원본 자료:

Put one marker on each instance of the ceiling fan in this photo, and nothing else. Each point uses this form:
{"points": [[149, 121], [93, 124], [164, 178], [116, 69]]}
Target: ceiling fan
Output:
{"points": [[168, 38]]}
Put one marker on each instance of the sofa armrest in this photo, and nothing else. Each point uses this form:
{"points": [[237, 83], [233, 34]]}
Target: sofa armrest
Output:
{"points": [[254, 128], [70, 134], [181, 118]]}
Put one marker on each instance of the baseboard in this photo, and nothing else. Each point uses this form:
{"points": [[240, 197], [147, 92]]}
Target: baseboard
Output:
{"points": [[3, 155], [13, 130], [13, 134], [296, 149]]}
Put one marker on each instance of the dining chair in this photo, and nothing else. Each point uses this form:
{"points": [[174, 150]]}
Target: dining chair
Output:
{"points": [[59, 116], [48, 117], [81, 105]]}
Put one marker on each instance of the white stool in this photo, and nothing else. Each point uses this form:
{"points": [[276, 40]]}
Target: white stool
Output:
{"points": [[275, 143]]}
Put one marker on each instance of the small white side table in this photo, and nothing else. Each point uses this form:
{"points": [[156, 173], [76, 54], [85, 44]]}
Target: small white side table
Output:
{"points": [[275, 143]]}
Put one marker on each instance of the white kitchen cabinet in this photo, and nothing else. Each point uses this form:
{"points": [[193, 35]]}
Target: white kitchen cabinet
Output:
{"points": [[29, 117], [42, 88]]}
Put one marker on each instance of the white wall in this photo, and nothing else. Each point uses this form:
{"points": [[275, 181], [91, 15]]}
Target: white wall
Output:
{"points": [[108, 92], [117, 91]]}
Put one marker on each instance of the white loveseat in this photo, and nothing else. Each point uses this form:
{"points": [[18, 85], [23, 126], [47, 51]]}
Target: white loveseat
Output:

연습 과제:
위의 줄을 모두 '번호'와 '내용' 두 열로 된 마크다운 표에 넣어 주세요. 빈 줄은 빼고, 각 행에는 번호와 줄을 하나씩 적습니다.

과제 결과:
| 번호 | 내용 |
|---|---|
| 1 | Put one marker on each instance of the ceiling fan in this photo, and nothing else. Each point uses this form: |
| 2 | {"points": [[149, 121], [93, 124], [164, 178], [116, 69]]} |
| 3 | Target: ceiling fan |
| 4 | Output: |
| 5 | {"points": [[168, 38]]} |
| 6 | Put one marker on each instance of the sofa armrest in this photo, and nothing else. Each point uses this form: |
| 7 | {"points": [[237, 83], [233, 34]]} |
| 8 | Target: sofa armrest |
| 9 | Output: |
| 10 | {"points": [[254, 128], [70, 134], [181, 118]]} |
| 11 | Put one marker on each instance of the baseboard in this photo, and nothing else. Each point uses this form: |
| 12 | {"points": [[240, 197], [147, 92]]} |
| 13 | Target: baseboard |
| 14 | Output: |
| 15 | {"points": [[3, 155], [13, 130], [13, 134], [296, 149]]} |
| 16 | Put one marker on each instance of the dining chair in this photo, and nothing else. Each point uses this form: |
| 17 | {"points": [[174, 150]]} |
| 18 | Target: dining chair |
| 19 | Output: |
| 20 | {"points": [[59, 116], [48, 117], [81, 105]]} |
| 21 | Put one marker on each instance of the white stool in this photo, and nothing else. Each point uses this form: |
| 22 | {"points": [[276, 40]]} |
| 23 | Target: white stool |
| 24 | Output: |
| 25 | {"points": [[275, 143]]} |
| 26 | Put one marker on each instance of the small white side table in this photo, and nothing else. Each point uses this form: |
| 27 | {"points": [[156, 173], [76, 54], [85, 44]]} |
| 28 | Target: small white side table |
| 29 | Output: |
| 30 | {"points": [[275, 143]]} |
| 31 | Put one marker on each instance of the white kitchen cabinet in this photo, and nothing else. Each point uses this form: |
| 32 | {"points": [[193, 35]]} |
| 33 | Target: white kitchen cabinet |
| 34 | Output: |
| 35 | {"points": [[29, 117], [42, 88]]} |
| 36 | Put one marker on each instance of the white wall in this photo, and nothing else. Each point uses this form: |
| 37 | {"points": [[275, 181], [91, 15]]} |
| 38 | Target: white wall |
| 39 | Output: |
| 40 | {"points": [[108, 92], [117, 91]]} |
| 41 | Put one marker on each instance of the white loveseat in this photo, and nothing else. Each point uses this form: |
| 42 | {"points": [[18, 85], [23, 126], [47, 51]]} |
| 43 | Target: white loveseat |
| 44 | Output: |